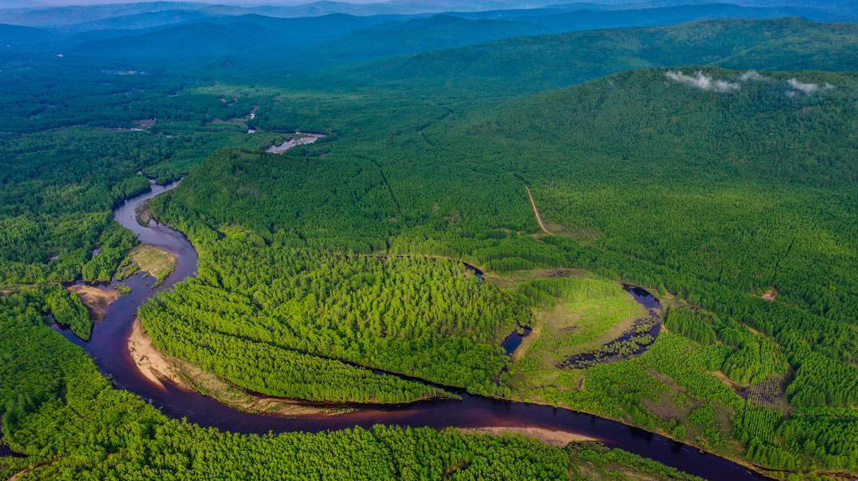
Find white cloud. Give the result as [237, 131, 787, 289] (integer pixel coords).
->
[664, 71, 740, 94]
[739, 70, 766, 82]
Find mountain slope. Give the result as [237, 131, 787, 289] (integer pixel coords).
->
[337, 19, 858, 95]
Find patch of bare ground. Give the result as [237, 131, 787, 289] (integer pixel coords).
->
[710, 371, 791, 412]
[68, 285, 122, 320]
[641, 369, 699, 421]
[128, 319, 191, 389]
[460, 426, 599, 447]
[512, 325, 542, 362]
[128, 320, 342, 416]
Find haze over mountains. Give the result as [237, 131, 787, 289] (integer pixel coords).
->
[0, 0, 849, 76]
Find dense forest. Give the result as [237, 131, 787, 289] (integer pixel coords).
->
[0, 4, 858, 479]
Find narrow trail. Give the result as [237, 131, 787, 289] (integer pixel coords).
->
[524, 184, 554, 235]
[41, 182, 771, 481]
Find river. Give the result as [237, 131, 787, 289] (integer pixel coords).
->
[58, 182, 767, 481]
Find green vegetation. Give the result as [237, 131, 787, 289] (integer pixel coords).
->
[144, 65, 858, 471]
[128, 245, 176, 283]
[0, 9, 858, 479]
[140, 233, 523, 402]
[566, 442, 700, 481]
[45, 287, 92, 340]
[0, 292, 688, 480]
[502, 270, 646, 394]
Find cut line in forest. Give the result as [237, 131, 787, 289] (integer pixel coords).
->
[524, 184, 554, 235]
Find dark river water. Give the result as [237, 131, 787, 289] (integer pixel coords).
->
[55, 183, 766, 481]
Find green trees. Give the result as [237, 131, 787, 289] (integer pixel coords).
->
[140, 233, 526, 402]
[45, 287, 92, 341]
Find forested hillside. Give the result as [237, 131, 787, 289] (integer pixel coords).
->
[336, 19, 858, 95]
[0, 2, 858, 480]
[147, 68, 858, 470]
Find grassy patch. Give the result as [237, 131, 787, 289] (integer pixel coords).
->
[130, 245, 176, 284]
[504, 271, 646, 401]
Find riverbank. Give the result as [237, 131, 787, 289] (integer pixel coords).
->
[459, 426, 601, 448]
[66, 284, 122, 321]
[128, 319, 352, 417]
[64, 183, 776, 481]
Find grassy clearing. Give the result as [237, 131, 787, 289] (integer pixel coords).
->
[511, 271, 646, 401]
[129, 245, 176, 283]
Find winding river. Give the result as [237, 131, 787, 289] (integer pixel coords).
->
[63, 182, 767, 481]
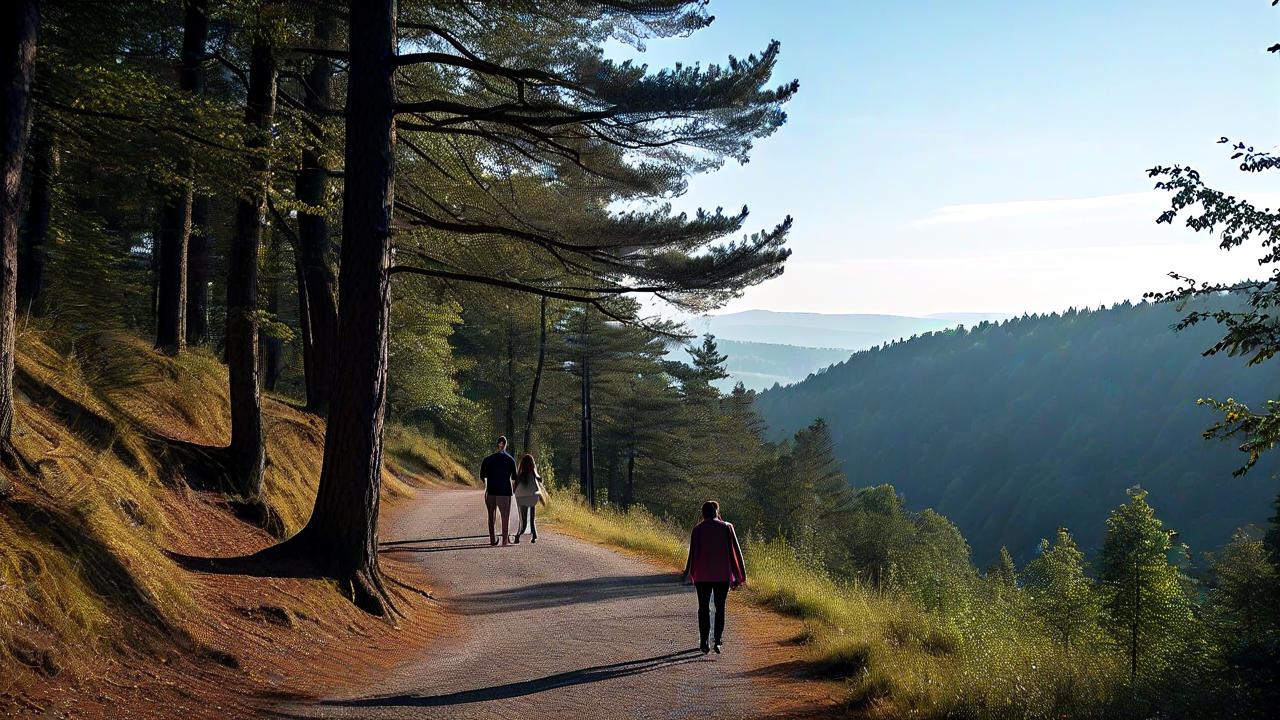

• **Request**
Shift everything in the listing from the line containing "Find river. Give" down to the line containing "[64, 183, 776, 481]", both included, and write out all those lines again, requests included. In the answers, increase every bounding-box coordinate by 80.

• **Expected answer**
Find river. Give the result as [237, 131, 787, 289] (integer pixel coords).
->
[138, 262, 847, 561]
Find green vegetation. Give the result as [237, 131, 787, 289] (integer pixel coords).
->
[224, 145, 938, 551]
[208, 325, 256, 363]
[80, 89, 938, 559]
[220, 313, 603, 482]
[646, 522, 780, 561]
[125, 367, 172, 420]
[80, 372, 768, 560]
[582, 350, 726, 474]
Find cut line in forest. Give the result as [237, 131, 787, 289] (integer pixel coords).
->
[604, 264, 634, 315]
Find dark river water. Give the result as [237, 131, 787, 289] (integer pixel coords).
->
[135, 263, 846, 561]
Find green trees. Give the result as [237, 131, 787, 289] (integer pixel coords).
->
[220, 313, 606, 482]
[125, 367, 172, 421]
Find forested hillside. Give the result as [237, 131, 787, 289] (integer pixel coords).
->
[416, 99, 938, 175]
[80, 82, 938, 560]
[227, 148, 938, 550]
Find grassy patch. Give the result as [237, 131, 787, 289] (integer pixel coords).
->
[210, 325, 256, 364]
[584, 351, 726, 481]
Find riverbank. Give the result as [237, 131, 787, 289] (integer pixel coords).
->
[539, 506, 681, 528]
[146, 364, 202, 401]
[208, 399, 432, 497]
[144, 263, 856, 561]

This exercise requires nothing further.